Copy everything from the beginning of the items down to the line containing "[426,425,734,585]", with that line included, and leave out the pictures.

§ §

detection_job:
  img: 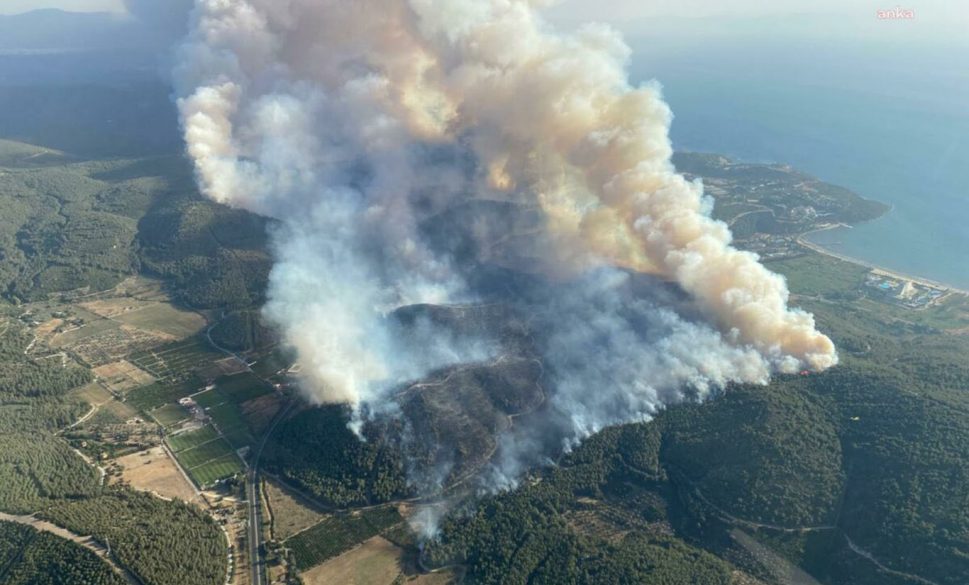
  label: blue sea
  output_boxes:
[632,40,969,289]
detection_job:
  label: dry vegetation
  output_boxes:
[94,360,155,394]
[115,447,198,502]
[263,481,326,541]
[301,536,402,585]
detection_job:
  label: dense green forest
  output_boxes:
[41,490,228,585]
[0,522,126,585]
[262,406,408,507]
[0,148,270,308]
[428,272,969,585]
[0,138,969,585]
[0,433,100,514]
[426,425,734,585]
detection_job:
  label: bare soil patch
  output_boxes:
[264,481,326,541]
[302,536,404,585]
[115,447,198,502]
[94,360,155,394]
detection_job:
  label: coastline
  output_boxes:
[796,224,969,296]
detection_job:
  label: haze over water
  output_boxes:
[633,40,969,289]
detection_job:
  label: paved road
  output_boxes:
[246,468,268,585]
[246,400,296,585]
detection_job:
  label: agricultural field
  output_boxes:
[148,404,191,428]
[0,522,126,585]
[166,425,244,487]
[285,506,401,571]
[128,338,223,380]
[206,402,246,433]
[166,426,219,453]
[175,437,235,469]
[105,303,205,339]
[0,434,100,514]
[300,536,403,585]
[240,393,283,435]
[114,447,198,502]
[188,453,245,486]
[69,383,138,424]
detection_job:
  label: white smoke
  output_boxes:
[176,0,837,484]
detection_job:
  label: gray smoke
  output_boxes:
[176,0,837,524]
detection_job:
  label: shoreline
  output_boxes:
[796,224,969,296]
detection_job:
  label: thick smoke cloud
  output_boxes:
[176,0,837,498]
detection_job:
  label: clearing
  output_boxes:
[115,446,198,502]
[300,536,403,585]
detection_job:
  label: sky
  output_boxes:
[0,0,124,14]
[0,0,969,44]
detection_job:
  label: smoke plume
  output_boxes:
[176,0,837,496]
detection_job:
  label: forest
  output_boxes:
[40,489,228,585]
[0,522,126,585]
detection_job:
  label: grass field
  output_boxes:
[71,383,138,424]
[192,389,225,408]
[128,338,223,379]
[767,252,868,299]
[263,481,328,540]
[222,427,256,449]
[70,382,114,406]
[127,378,202,411]
[167,426,219,453]
[148,404,190,427]
[286,506,401,571]
[115,447,195,502]
[175,437,235,469]
[188,454,244,486]
[193,372,273,408]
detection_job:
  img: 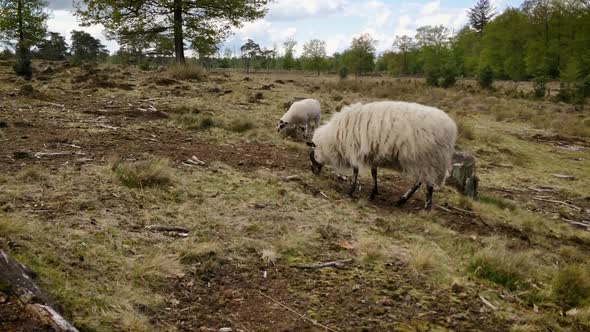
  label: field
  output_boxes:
[0,62,590,331]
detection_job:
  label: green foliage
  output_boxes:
[533,76,547,99]
[111,159,173,188]
[71,30,109,62]
[478,65,494,89]
[35,32,68,60]
[77,0,269,62]
[552,265,590,307]
[338,67,348,79]
[302,39,326,75]
[342,34,376,76]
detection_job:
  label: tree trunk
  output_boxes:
[447,151,479,198]
[174,0,185,63]
[0,249,78,332]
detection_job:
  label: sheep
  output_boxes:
[277,99,320,138]
[308,101,457,210]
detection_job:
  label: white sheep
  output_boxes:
[308,101,457,209]
[277,99,320,137]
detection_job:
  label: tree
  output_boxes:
[393,35,415,74]
[283,38,297,70]
[71,30,109,61]
[76,0,270,63]
[342,33,377,76]
[35,32,68,60]
[0,0,49,79]
[302,39,326,75]
[240,39,261,73]
[467,0,496,35]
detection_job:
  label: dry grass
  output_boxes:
[111,158,174,188]
[166,63,207,80]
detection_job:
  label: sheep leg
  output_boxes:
[348,167,359,197]
[369,167,379,200]
[424,184,434,210]
[397,181,422,206]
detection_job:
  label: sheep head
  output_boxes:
[306,142,324,175]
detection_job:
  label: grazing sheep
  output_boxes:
[308,101,457,209]
[277,99,320,137]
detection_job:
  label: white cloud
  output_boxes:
[266,0,348,21]
[47,10,118,52]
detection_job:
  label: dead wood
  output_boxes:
[0,249,78,332]
[294,259,352,270]
[448,151,479,197]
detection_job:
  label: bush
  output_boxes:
[111,159,173,188]
[533,76,547,99]
[552,265,590,307]
[167,63,207,80]
[478,65,494,89]
[14,47,33,80]
[426,71,438,86]
[438,66,457,88]
[338,67,348,79]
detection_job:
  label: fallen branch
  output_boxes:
[146,225,190,237]
[479,295,498,310]
[258,291,337,332]
[533,196,582,211]
[0,249,78,332]
[34,151,86,159]
[551,174,576,181]
[293,259,352,270]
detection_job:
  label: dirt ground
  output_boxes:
[0,63,590,331]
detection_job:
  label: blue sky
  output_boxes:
[48,0,522,54]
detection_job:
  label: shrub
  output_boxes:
[338,67,348,79]
[533,76,547,99]
[552,265,590,307]
[167,63,207,80]
[14,46,33,80]
[111,158,173,188]
[478,65,494,89]
[426,70,438,86]
[438,65,457,88]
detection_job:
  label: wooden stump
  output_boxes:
[0,249,78,332]
[447,151,479,198]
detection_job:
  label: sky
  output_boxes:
[48,0,522,54]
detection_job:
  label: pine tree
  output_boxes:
[0,0,48,79]
[467,0,496,34]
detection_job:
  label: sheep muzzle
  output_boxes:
[309,149,324,175]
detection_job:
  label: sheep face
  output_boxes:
[277,120,289,132]
[307,142,324,175]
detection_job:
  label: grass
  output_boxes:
[111,158,174,188]
[552,265,590,308]
[166,63,207,80]
[468,247,531,291]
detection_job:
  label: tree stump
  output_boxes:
[447,151,479,198]
[0,249,78,332]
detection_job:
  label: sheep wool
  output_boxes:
[277,99,321,135]
[313,101,457,185]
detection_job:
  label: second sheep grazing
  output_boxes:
[277,99,320,137]
[308,101,457,209]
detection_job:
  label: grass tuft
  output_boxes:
[552,265,590,307]
[468,248,528,291]
[167,63,207,80]
[111,159,174,188]
[225,119,255,133]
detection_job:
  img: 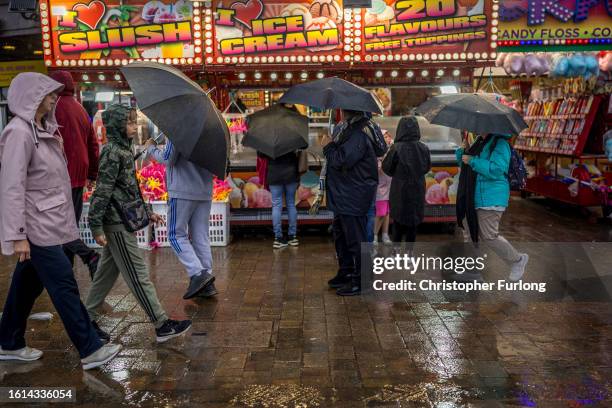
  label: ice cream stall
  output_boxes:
[39,0,498,228]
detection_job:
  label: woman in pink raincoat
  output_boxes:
[0,72,120,370]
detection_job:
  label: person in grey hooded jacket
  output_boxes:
[146,139,217,299]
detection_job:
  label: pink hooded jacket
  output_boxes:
[0,72,79,255]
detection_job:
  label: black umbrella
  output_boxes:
[121,62,229,178]
[279,78,383,114]
[242,105,308,159]
[416,93,528,135]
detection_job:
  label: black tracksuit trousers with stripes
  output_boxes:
[85,231,168,328]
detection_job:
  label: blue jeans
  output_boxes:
[0,243,102,358]
[366,200,376,243]
[270,182,298,238]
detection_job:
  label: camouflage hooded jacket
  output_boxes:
[89,105,151,236]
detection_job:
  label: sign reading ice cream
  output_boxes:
[50,0,194,60]
[215,0,343,57]
[363,0,493,59]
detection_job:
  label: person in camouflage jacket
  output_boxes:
[89,105,153,237]
[85,105,191,342]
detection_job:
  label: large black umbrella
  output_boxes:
[242,105,308,159]
[416,93,528,135]
[121,62,229,178]
[279,78,383,114]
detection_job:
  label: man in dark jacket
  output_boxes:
[382,116,431,250]
[321,111,378,296]
[49,71,100,279]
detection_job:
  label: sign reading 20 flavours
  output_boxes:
[363,0,492,59]
[50,0,194,60]
[215,0,343,57]
[499,0,612,48]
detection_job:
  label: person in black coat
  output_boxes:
[382,116,431,249]
[321,111,378,296]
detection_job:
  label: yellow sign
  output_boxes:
[0,60,47,88]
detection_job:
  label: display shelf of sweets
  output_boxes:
[514,95,601,156]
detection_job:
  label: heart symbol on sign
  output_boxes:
[72,0,106,30]
[230,0,263,28]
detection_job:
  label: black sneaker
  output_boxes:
[272,238,288,249]
[197,282,219,297]
[155,319,191,343]
[336,282,361,296]
[183,271,215,300]
[87,254,100,281]
[91,320,110,344]
[327,275,351,289]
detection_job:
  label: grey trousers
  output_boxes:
[463,209,521,265]
[168,198,212,278]
[85,231,168,328]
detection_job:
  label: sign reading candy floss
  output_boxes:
[214,0,343,57]
[499,0,612,49]
[50,0,194,61]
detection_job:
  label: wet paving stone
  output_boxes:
[0,200,612,408]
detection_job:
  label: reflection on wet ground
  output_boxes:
[0,201,612,407]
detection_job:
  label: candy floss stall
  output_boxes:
[40,0,499,236]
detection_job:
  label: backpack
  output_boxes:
[333,117,388,157]
[489,137,527,191]
[363,120,388,157]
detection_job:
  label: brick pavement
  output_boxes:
[0,197,612,407]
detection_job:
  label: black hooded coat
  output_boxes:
[382,116,431,226]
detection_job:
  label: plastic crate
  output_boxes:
[79,203,149,248]
[151,201,230,247]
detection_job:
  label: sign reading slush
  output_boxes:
[215,0,343,56]
[51,0,194,59]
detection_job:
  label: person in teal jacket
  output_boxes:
[455,134,529,281]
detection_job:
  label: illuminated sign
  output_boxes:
[498,0,612,50]
[363,0,493,61]
[41,0,201,66]
[214,0,343,62]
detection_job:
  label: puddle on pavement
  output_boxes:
[231,384,324,408]
[363,382,478,406]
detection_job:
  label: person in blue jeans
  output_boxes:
[257,152,300,249]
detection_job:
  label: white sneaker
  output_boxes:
[508,254,529,282]
[0,346,42,361]
[81,343,121,370]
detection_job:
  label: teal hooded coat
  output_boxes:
[455,135,511,208]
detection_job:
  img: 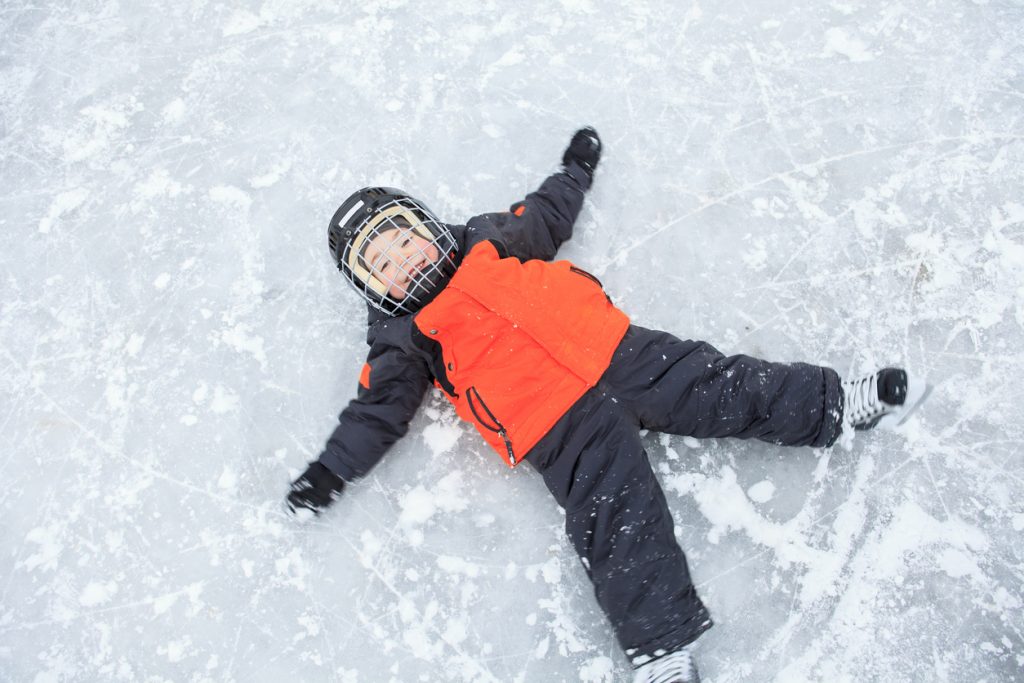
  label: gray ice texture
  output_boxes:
[0,0,1024,683]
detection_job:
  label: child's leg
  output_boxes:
[601,326,843,446]
[526,390,711,665]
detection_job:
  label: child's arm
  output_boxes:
[467,128,601,261]
[288,344,431,514]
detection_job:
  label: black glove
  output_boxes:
[562,126,601,179]
[288,461,345,516]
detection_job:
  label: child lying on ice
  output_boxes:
[288,128,924,682]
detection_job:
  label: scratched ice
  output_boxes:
[0,0,1024,682]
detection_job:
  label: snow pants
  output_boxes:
[526,326,842,666]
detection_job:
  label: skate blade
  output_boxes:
[877,373,932,429]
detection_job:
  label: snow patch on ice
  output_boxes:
[78,581,118,607]
[746,479,775,503]
[822,28,874,61]
[39,187,89,234]
[423,422,462,456]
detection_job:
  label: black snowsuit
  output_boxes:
[319,166,842,664]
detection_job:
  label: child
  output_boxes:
[288,128,923,682]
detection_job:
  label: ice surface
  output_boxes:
[0,0,1024,683]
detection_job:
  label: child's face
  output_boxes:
[364,227,440,301]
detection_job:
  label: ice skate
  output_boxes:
[633,647,700,683]
[843,368,929,431]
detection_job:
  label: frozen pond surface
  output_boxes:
[0,0,1024,683]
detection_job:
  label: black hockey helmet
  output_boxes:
[327,187,459,315]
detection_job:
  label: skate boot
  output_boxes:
[633,647,700,683]
[842,368,928,431]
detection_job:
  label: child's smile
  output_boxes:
[364,227,440,301]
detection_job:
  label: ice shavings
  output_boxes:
[746,479,775,503]
[39,187,89,234]
[398,470,468,546]
[822,27,874,61]
[666,466,822,567]
[423,422,463,456]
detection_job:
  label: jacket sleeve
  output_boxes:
[467,164,591,261]
[319,344,430,481]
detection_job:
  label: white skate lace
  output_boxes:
[633,647,700,683]
[843,373,886,426]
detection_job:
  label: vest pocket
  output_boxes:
[466,387,516,466]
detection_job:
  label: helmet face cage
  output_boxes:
[328,187,458,315]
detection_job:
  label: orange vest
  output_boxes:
[415,242,630,467]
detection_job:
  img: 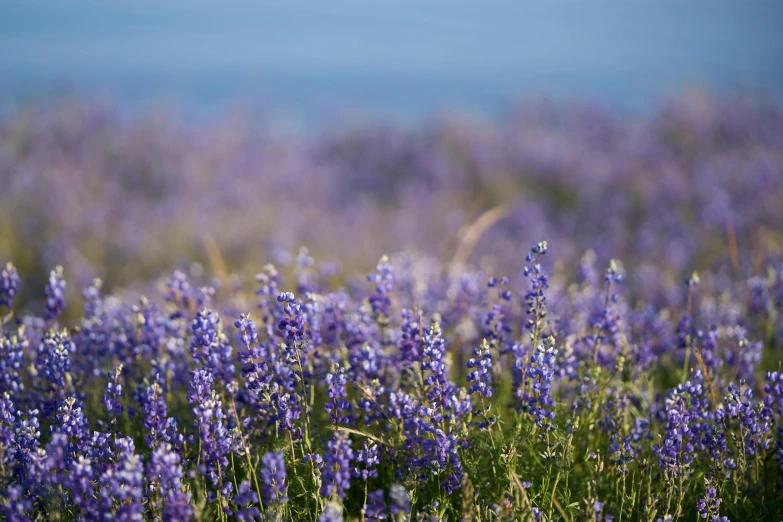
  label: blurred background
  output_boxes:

§ §

- REPLY TO THE EXERCISE -
detection_job:
  img: 
  label: blue sea
  output_boxes:
[632,40,969,289]
detection_job:
  label: dry vegetation
  output_boxes:
[94,360,155,394]
[115,447,198,502]
[263,481,326,541]
[301,536,402,585]
detection_job:
  label: dense green forest
  output_boxes:
[41,490,228,585]
[0,522,126,585]
[262,406,408,507]
[0,148,270,308]
[428,272,969,585]
[0,138,969,585]
[0,433,100,514]
[426,425,734,585]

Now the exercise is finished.